Print the rows below from the beginning through the line containing "x=322 y=400", with both ends included. Leave the pictures out.

Data entries ::
+ + + + + + +

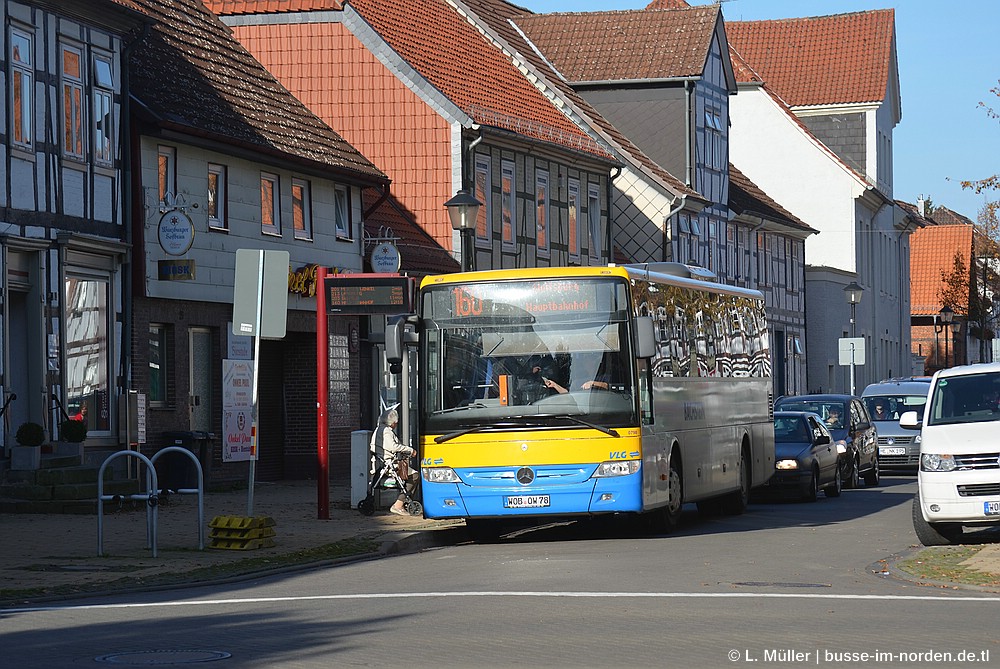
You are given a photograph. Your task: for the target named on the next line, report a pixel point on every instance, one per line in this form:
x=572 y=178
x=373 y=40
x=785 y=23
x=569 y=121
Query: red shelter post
x=322 y=400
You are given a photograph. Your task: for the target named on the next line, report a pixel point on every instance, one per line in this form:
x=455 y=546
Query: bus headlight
x=617 y=468
x=440 y=475
x=932 y=462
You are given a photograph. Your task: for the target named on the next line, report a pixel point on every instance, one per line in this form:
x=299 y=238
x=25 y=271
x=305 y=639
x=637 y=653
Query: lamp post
x=463 y=209
x=854 y=293
x=943 y=324
x=956 y=329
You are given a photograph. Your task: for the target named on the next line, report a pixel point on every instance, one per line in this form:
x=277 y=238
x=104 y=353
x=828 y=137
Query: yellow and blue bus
x=553 y=392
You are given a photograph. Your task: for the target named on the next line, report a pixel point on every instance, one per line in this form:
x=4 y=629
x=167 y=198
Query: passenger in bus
x=387 y=446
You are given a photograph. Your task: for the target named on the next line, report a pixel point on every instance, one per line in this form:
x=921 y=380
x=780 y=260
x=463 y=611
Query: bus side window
x=645 y=375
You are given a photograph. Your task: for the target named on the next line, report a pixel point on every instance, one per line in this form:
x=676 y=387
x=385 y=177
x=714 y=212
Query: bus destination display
x=356 y=294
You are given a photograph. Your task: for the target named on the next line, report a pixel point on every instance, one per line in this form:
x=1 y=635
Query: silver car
x=898 y=448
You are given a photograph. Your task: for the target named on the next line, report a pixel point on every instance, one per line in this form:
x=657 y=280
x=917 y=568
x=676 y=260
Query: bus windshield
x=510 y=354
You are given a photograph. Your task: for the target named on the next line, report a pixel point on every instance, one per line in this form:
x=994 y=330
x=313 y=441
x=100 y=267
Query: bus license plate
x=526 y=501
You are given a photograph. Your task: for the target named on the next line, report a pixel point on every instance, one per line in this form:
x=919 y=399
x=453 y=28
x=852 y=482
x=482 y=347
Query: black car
x=805 y=457
x=852 y=429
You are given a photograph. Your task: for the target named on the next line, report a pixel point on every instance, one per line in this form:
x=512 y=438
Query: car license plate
x=526 y=501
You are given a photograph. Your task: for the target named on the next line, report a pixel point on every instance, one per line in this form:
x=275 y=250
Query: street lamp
x=942 y=324
x=463 y=209
x=853 y=292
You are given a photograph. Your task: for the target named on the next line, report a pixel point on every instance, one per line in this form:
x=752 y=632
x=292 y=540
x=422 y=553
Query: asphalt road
x=786 y=584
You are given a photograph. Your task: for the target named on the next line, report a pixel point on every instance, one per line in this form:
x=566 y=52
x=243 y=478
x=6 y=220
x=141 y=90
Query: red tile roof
x=823 y=60
x=625 y=45
x=222 y=7
x=746 y=197
x=932 y=251
x=190 y=74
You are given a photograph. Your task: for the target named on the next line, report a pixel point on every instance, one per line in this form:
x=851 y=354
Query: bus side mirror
x=645 y=337
x=394 y=341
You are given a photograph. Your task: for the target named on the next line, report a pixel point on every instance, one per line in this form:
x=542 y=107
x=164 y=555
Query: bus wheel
x=668 y=517
x=737 y=501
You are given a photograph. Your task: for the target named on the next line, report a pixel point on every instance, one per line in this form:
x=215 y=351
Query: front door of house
x=200 y=400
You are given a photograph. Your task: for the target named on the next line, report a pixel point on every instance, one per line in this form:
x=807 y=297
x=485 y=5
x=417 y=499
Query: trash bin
x=175 y=470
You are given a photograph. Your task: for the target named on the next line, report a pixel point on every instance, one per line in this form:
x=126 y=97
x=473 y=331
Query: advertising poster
x=237 y=410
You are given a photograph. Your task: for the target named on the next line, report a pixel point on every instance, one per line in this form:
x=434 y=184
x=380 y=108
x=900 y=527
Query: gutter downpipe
x=666 y=225
x=611 y=232
x=468 y=167
x=689 y=143
x=125 y=368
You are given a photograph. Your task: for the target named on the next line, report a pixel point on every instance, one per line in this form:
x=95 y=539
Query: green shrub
x=73 y=431
x=30 y=434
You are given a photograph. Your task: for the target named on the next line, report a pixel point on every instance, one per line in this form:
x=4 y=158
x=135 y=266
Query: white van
x=959 y=475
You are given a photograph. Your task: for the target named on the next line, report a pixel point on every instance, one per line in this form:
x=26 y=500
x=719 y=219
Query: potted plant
x=28 y=453
x=72 y=434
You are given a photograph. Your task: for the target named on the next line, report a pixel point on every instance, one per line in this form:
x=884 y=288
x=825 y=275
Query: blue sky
x=947 y=66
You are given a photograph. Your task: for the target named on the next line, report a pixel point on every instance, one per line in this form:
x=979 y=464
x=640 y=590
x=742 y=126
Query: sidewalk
x=56 y=554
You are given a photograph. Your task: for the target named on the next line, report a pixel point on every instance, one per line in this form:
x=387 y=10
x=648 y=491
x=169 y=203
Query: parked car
x=853 y=432
x=805 y=457
x=958 y=483
x=898 y=448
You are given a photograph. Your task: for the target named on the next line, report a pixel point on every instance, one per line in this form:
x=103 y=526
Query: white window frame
x=270 y=189
x=594 y=220
x=73 y=96
x=22 y=89
x=216 y=203
x=301 y=209
x=103 y=99
x=484 y=186
x=573 y=222
x=508 y=215
x=166 y=174
x=542 y=227
x=342 y=212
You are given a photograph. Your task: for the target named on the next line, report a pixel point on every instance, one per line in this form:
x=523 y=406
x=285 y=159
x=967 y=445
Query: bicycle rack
x=200 y=490
x=150 y=497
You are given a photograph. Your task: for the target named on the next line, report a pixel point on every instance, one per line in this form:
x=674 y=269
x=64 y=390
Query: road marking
x=487 y=593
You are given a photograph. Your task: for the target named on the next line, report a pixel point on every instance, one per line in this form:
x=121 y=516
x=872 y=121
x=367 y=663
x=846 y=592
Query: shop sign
x=175 y=232
x=385 y=258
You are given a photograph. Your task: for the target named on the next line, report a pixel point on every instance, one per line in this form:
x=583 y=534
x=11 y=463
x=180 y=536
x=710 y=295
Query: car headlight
x=440 y=475
x=617 y=468
x=933 y=462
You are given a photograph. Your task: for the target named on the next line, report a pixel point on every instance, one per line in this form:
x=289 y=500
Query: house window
x=104 y=133
x=484 y=217
x=166 y=174
x=342 y=212
x=594 y=218
x=217 y=197
x=713 y=135
x=158 y=367
x=573 y=205
x=542 y=213
x=22 y=74
x=72 y=96
x=507 y=207
x=270 y=213
x=88 y=351
x=301 y=209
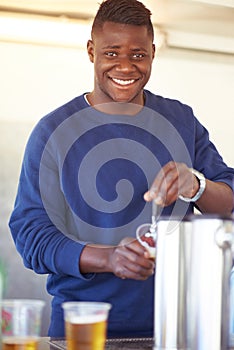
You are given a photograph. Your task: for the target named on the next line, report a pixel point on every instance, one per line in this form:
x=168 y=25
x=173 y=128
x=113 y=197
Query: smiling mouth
x=124 y=82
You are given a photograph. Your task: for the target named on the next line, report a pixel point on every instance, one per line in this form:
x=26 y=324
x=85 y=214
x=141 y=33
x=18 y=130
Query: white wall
x=36 y=79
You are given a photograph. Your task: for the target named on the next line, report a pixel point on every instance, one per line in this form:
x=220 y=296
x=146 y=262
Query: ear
x=90 y=50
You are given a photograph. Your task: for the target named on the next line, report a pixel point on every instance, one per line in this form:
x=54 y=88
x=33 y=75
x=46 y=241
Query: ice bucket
x=192 y=291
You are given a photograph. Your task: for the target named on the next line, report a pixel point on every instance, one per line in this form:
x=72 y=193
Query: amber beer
x=86 y=333
x=14 y=343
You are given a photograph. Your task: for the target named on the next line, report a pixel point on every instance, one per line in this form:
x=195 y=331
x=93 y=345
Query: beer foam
x=86 y=319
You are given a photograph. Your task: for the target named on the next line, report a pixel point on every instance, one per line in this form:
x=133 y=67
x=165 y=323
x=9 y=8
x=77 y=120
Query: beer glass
x=21 y=323
x=86 y=324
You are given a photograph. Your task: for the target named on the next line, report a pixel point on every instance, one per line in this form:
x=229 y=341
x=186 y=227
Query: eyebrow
x=112 y=47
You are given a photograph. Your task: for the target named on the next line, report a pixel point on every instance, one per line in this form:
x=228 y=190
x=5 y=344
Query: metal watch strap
x=202 y=182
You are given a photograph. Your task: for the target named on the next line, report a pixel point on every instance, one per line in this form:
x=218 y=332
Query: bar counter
x=111 y=344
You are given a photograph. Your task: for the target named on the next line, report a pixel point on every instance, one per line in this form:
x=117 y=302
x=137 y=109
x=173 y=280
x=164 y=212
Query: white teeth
x=123 y=82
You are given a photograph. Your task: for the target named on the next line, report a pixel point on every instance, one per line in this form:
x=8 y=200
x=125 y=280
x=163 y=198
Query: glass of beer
x=86 y=325
x=21 y=323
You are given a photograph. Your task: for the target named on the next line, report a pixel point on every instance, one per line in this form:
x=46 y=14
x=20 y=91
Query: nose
x=125 y=65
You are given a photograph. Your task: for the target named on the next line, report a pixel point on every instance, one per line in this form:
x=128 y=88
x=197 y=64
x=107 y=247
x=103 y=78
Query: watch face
x=202 y=186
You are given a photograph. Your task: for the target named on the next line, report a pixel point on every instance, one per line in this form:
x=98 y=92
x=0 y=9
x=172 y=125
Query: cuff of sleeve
x=67 y=259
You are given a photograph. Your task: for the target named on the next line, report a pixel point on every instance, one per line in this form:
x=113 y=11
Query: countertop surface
x=111 y=344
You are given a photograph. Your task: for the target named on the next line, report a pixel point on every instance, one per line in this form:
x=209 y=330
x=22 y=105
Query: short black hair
x=123 y=11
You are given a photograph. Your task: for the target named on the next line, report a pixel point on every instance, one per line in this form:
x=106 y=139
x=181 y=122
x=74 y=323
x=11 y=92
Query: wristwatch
x=202 y=182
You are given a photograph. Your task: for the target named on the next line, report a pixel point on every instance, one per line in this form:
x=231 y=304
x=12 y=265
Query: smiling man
x=92 y=167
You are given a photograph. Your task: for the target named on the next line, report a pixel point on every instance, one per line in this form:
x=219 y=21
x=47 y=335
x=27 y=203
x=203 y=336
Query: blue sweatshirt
x=83 y=177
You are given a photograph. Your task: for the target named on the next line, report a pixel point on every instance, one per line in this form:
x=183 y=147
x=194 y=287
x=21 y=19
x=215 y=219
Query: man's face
x=122 y=56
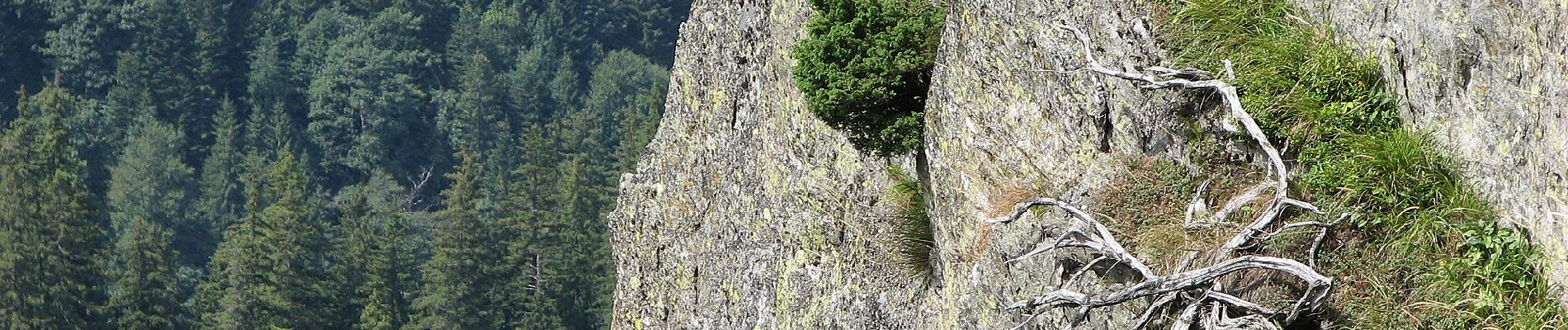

+ + + + + + +

The response ::
You are given a photograph. Your task: for the target named on the next line, report a pixel point on every instance, one per line in this form:
x=572 y=178
x=373 y=40
x=785 y=23
x=569 y=121
Query: red shelter post
x=322 y=400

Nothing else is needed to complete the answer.